OBJECTIVE → Rewrite all of the items below with every "lion statue" changed to "lion sculpture" and nothing else altered.

Items from a box labeling dataset
—————
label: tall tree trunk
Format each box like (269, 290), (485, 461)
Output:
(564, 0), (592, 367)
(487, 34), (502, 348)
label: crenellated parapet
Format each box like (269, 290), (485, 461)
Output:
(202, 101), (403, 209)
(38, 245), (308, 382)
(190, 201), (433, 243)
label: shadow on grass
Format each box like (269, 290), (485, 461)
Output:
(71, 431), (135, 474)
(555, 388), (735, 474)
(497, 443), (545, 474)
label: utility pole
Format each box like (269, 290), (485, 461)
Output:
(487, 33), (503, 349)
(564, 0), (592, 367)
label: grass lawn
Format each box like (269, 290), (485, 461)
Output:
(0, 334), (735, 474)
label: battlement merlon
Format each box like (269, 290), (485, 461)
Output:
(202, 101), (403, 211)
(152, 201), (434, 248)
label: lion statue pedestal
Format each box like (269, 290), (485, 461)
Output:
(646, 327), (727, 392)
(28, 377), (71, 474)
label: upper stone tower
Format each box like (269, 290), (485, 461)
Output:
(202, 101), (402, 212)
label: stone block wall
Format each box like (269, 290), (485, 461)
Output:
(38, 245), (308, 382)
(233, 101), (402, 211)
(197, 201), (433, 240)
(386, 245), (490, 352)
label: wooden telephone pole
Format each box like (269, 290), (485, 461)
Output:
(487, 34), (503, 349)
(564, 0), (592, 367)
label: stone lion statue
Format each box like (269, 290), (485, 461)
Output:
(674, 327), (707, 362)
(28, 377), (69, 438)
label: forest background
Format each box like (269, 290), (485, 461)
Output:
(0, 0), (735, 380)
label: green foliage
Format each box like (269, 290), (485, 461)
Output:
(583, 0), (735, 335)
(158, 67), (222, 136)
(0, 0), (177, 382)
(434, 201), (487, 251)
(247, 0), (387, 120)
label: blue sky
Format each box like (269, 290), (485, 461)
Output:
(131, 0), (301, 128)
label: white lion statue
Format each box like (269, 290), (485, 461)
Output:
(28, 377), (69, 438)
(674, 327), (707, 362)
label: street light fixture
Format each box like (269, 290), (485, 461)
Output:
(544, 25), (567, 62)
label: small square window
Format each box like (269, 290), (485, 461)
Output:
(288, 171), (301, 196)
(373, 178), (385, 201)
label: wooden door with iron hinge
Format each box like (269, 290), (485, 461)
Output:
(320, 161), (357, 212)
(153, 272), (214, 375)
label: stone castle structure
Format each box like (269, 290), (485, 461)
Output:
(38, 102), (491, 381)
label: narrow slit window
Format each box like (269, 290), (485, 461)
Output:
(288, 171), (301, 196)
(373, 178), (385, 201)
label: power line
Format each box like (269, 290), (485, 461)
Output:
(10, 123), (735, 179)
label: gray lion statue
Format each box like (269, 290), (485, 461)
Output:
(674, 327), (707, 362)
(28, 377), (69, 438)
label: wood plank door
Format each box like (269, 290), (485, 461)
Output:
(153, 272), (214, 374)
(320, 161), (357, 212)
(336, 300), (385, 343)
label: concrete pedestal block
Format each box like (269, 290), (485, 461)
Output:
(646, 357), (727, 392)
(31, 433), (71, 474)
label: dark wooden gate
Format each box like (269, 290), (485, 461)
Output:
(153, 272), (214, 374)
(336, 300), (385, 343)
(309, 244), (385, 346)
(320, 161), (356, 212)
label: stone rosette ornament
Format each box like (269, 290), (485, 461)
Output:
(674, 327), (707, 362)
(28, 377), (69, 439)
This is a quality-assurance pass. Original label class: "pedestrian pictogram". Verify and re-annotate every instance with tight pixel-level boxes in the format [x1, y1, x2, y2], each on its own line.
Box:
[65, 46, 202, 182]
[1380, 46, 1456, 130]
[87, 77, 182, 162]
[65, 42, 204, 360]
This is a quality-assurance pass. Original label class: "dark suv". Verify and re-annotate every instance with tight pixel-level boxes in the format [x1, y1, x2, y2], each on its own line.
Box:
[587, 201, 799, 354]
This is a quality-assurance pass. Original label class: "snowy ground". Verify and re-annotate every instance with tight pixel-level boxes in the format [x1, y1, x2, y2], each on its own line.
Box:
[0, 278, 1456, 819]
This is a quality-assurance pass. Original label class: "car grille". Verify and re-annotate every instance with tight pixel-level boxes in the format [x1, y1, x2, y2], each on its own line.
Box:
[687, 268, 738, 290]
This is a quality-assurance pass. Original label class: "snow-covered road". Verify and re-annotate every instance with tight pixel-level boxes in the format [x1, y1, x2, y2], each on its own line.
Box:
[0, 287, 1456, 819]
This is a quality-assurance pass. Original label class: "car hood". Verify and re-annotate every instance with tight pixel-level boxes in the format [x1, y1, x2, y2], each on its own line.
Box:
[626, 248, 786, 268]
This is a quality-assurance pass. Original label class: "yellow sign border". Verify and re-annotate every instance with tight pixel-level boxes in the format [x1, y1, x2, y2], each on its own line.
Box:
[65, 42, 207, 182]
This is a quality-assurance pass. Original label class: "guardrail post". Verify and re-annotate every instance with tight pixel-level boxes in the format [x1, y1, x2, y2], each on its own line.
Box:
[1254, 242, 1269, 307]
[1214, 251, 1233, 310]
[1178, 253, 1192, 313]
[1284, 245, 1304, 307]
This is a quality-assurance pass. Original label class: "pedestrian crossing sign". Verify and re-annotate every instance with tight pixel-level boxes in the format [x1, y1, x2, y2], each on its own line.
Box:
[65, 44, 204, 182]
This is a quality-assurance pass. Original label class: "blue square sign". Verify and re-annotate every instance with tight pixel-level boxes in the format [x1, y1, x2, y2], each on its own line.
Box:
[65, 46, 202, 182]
—————
ANSWER TO THE PROBLEM →
label: tall tree trunk
Format each box like (269, 290), (485, 461)
Output:
(564, 0), (592, 367)
(487, 34), (502, 348)
label: crenellated parapet
Format each box like (269, 290), (485, 461)
Output:
(202, 101), (403, 209)
(38, 245), (308, 382)
(190, 201), (433, 243)
label: shadow on grass
Format each box like (269, 290), (485, 461)
Output:
(71, 431), (135, 474)
(555, 388), (735, 474)
(497, 443), (545, 474)
label: utility pole
Format each box like (269, 290), (485, 461)
Output:
(487, 33), (503, 349)
(564, 0), (592, 367)
label: grass lawn
Format each box like (269, 290), (485, 461)
Output:
(0, 334), (735, 474)
label: battlement merlon
Format each box like (269, 290), (485, 461)
Output:
(202, 101), (403, 211)
(152, 201), (434, 248)
label: lion sculpture pedestal
Format each box like (269, 290), (485, 461)
Output:
(646, 327), (727, 392)
(28, 377), (71, 474)
label: upper stone tower
Format each box like (269, 290), (485, 461)
Output:
(202, 101), (402, 212)
label: stone block wall
Format each box like (269, 290), (485, 461)
Output:
(38, 245), (308, 382)
(233, 101), (402, 211)
(197, 201), (433, 240)
(386, 245), (490, 352)
label: wooden telephone pole
Format each box like (269, 290), (485, 461)
Output:
(487, 34), (503, 349)
(564, 0), (592, 367)
label: stone lion sculpture
Format each box like (269, 290), (485, 461)
Output:
(674, 327), (707, 362)
(28, 377), (69, 438)
label: forest background
Format each box like (269, 290), (485, 461)
Output:
(0, 0), (735, 380)
label: green foliage
Format each box like (269, 290), (485, 461)
Output:
(583, 0), (735, 335)
(158, 67), (222, 136)
(0, 0), (177, 382)
(434, 201), (487, 251)
(247, 0), (387, 120)
label: blue sky
Format each box like (269, 290), (485, 461)
Output:
(131, 0), (301, 128)
label: white lion sculpture
Format each box like (269, 290), (485, 461)
Output:
(28, 377), (69, 438)
(674, 327), (707, 362)
label: street light fixture
Format each box like (269, 290), (485, 461)
Output:
(544, 25), (567, 62)
label: small square window
Format each box like (269, 290), (485, 461)
Output:
(288, 171), (301, 196)
(373, 178), (385, 201)
label: wooden door with iron hinge
Format each box like (269, 290), (485, 461)
Output:
(320, 161), (357, 212)
(153, 272), (214, 375)
label: stone castle structure
Format each box like (269, 290), (485, 461)
Output:
(38, 102), (491, 381)
label: narrow slit window
Format each box like (269, 290), (485, 461)
Output:
(288, 171), (301, 196)
(373, 178), (385, 201)
label: power line
Format each box like (269, 290), (485, 461)
Output:
(10, 123), (735, 179)
label: gray lion sculpture
Format each box like (269, 290), (485, 461)
Output:
(674, 327), (707, 362)
(28, 377), (69, 438)
label: wood plank door
Format each box like (269, 290), (485, 461)
Output:
(153, 272), (214, 374)
(320, 161), (357, 212)
(336, 300), (385, 343)
label: concrete pedestal block
Format each box like (269, 290), (485, 461)
Output:
(646, 357), (727, 392)
(31, 433), (71, 474)
label: dark wooden gate
Format each box like (269, 290), (485, 461)
Output:
(153, 272), (214, 374)
(336, 300), (385, 343)
(309, 244), (385, 346)
(320, 161), (356, 212)
label: stone rosette ornament
Format each box like (269, 290), (485, 461)
Output:
(674, 327), (707, 362)
(28, 377), (69, 439)
This is a quality-assurance pass. Original label class: "pedestrian pictogram". Verify and re-annotate every instance with tight pixel-level boxes in the format [x1, y1, x2, y2], each on its own line.
Box:
[65, 46, 202, 182]
[1380, 46, 1456, 130]
[87, 77, 182, 162]
[65, 42, 204, 360]
This is a quality-assurance pass. Original label class: "dark suv". Verify and re-annotate every instance with tight pixel-level boxes in the format [x1, y1, x2, y2], each on its own line.
Box:
[587, 201, 799, 354]
This is a quality-assurance pass. Original label class: "snowy ground". Verify and re-annotate every instance with tight pixel-level boxes in the format [x1, y1, x2, y2], each on its own line.
Box:
[0, 278, 1456, 819]
This is a quality-assurance pass. Original label class: "car grille". Verify and re-annotate every instance with tight pixel-level boxes in the format [x1, y1, x2, y2], each on its own line.
Box:
[687, 268, 738, 290]
This is a quality-assurance pass. Original label class: "snow-covered road". Verify and re-annotate every instance with tight pixel-level boxes in the format [x1, y1, x2, y2], each on its own line.
Box:
[0, 287, 1456, 819]
This is a quality-assurance pass. Original label class: "car hood". Verify and re-annotate every instance with tight pixel-level boxes in the format [x1, y1, x2, y2], each on its own line.
Box:
[626, 248, 786, 268]
This is a quality-assurance pass. Original label class: "yellow sign border". Verify and re-annotate every instance with tight pixel-level boxes in the format [x1, y1, x2, y2], each on its own line.
Box:
[65, 42, 207, 182]
This is a quality-assurance pass. Original label class: "guardrail post". Verify and re-annotate every instance with tight pixel-level boxes in the format [x1, y1, x2, y2], each on its own line.
Box:
[1254, 242, 1269, 307]
[1214, 251, 1233, 310]
[1178, 253, 1192, 313]
[1284, 245, 1304, 307]
This is a quality-assurance pass. Original label class: "pedestrian crossing sign". Verify and re-annotate every instance with tight pixel-level boxes in the format [x1, y1, x2, y2], each on its own line.
Box:
[65, 44, 204, 182]
This is a quality-assurance pass. Original label class: "blue square sign". Verify and re-annotate every instance with tight pixel-level boxes in the format [x1, y1, x2, y2], each on its own line.
Box:
[65, 46, 202, 182]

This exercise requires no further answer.